Examine the entries and show every line in which the word "cream" is found.

== == ==

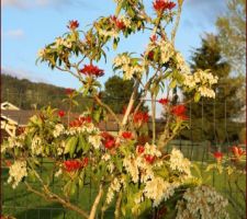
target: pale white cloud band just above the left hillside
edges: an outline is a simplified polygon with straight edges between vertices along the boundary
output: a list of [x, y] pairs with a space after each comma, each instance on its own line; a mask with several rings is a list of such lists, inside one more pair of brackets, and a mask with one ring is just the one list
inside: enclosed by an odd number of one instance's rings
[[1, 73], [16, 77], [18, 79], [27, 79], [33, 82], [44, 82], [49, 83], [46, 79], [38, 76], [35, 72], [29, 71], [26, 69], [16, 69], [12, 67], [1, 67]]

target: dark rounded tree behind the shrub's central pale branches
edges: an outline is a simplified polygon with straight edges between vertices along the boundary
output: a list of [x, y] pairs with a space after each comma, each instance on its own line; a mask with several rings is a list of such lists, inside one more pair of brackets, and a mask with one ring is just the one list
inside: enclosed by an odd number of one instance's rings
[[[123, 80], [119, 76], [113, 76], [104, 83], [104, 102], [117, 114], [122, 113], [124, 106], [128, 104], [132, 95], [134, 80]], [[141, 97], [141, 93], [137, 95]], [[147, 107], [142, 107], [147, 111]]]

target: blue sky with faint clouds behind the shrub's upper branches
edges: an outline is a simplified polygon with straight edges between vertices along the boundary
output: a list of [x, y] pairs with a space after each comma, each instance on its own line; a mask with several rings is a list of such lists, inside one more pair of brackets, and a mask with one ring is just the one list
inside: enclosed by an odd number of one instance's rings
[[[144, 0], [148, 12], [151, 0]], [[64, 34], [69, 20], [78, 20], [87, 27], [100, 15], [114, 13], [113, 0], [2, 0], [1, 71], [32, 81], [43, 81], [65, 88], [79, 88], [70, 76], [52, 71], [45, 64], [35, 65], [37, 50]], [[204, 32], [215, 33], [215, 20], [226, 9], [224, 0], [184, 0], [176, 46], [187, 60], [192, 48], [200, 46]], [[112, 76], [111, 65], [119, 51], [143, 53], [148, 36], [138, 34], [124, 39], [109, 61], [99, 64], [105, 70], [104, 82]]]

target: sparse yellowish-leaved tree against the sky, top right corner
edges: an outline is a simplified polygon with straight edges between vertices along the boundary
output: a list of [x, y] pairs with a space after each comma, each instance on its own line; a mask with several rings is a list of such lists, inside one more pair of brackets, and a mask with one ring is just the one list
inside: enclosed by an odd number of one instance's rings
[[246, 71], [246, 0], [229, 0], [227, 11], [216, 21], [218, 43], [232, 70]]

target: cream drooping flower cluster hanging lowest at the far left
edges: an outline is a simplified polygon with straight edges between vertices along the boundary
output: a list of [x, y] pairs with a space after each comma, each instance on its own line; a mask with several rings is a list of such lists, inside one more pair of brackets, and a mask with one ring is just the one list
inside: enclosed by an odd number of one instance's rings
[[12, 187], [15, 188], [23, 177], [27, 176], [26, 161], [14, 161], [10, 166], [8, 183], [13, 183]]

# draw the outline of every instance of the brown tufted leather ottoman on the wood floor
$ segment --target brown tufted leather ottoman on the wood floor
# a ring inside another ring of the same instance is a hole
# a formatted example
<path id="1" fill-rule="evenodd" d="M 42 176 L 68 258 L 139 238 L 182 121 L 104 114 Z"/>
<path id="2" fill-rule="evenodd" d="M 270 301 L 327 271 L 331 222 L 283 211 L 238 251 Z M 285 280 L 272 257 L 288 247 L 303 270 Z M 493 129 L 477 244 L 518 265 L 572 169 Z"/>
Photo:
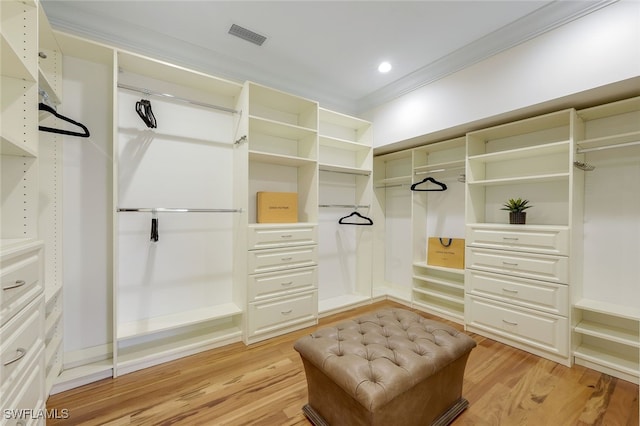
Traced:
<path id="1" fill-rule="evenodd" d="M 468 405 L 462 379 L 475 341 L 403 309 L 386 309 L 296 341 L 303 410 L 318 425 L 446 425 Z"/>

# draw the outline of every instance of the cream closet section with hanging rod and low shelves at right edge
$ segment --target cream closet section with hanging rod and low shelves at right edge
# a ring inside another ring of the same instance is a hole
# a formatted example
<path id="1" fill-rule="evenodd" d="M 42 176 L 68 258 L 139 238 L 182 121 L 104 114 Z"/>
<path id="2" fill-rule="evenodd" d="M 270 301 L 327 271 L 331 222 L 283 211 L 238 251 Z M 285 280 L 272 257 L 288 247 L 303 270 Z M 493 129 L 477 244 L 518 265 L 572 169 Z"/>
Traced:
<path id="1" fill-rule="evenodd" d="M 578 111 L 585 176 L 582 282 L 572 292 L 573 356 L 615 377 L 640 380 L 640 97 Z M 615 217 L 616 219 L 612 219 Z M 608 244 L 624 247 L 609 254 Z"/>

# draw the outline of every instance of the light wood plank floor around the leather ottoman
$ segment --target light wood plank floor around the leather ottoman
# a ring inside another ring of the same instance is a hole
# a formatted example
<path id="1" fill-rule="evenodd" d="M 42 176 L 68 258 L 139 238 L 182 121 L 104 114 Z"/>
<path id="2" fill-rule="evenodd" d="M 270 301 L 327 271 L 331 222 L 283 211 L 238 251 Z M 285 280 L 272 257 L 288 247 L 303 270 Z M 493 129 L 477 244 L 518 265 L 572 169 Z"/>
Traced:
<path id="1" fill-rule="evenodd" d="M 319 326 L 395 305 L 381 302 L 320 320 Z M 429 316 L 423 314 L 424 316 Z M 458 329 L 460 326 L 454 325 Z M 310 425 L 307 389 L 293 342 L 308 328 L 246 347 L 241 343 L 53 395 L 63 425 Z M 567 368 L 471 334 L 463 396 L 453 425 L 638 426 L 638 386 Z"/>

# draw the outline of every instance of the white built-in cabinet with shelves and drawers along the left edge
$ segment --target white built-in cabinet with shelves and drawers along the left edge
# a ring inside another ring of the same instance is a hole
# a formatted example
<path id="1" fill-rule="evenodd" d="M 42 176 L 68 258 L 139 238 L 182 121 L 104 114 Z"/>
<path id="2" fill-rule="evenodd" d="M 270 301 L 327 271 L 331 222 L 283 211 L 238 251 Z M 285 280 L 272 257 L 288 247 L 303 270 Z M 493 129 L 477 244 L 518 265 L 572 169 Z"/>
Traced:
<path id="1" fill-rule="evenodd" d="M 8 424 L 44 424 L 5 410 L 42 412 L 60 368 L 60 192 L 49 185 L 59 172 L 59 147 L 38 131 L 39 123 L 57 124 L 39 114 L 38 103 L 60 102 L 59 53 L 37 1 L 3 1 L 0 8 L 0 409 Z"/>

== == ==

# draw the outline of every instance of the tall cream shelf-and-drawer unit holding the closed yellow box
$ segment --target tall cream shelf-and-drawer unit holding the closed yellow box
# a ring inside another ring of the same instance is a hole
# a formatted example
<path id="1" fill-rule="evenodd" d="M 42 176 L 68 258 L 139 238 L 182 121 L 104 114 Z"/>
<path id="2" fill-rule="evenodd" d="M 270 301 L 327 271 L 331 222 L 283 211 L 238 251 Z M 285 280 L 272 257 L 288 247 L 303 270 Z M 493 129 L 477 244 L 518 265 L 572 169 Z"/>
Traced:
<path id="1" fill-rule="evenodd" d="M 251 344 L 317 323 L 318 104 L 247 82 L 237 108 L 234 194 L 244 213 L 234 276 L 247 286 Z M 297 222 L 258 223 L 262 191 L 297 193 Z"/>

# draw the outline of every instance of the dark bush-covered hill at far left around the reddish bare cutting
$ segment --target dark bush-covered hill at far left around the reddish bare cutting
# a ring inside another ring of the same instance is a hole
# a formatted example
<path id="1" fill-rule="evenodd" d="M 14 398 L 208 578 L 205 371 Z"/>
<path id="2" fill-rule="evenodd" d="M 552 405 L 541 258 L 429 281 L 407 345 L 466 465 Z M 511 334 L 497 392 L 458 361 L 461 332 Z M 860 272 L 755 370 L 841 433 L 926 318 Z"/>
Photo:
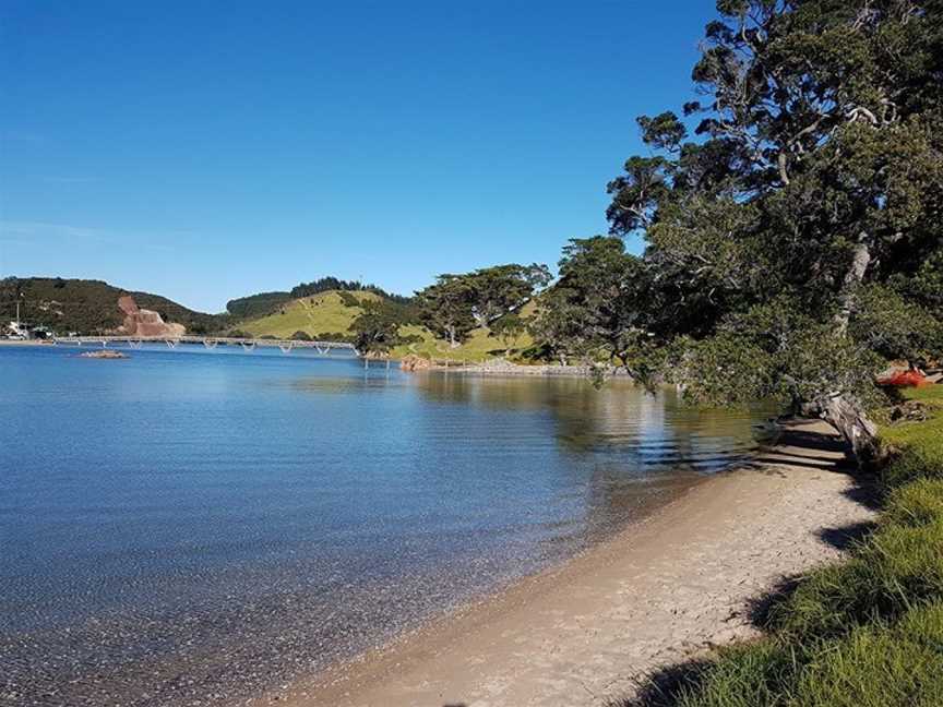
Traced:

== == ==

● **YOUR SOLUTION**
target: cream drooping flower cluster hanging lowest at the far left
# draw the outline of every instance of the cream closet section with hanging rod and low shelves at right edge
$ segment --target cream closet section with hanging rod and low shelves at right edge
# draw the outline of every instance of the tall cream shelf-and-drawer unit holding the closed yellow box
$ segment --target tall cream shelf-and-drawer unit holding the closed yellow box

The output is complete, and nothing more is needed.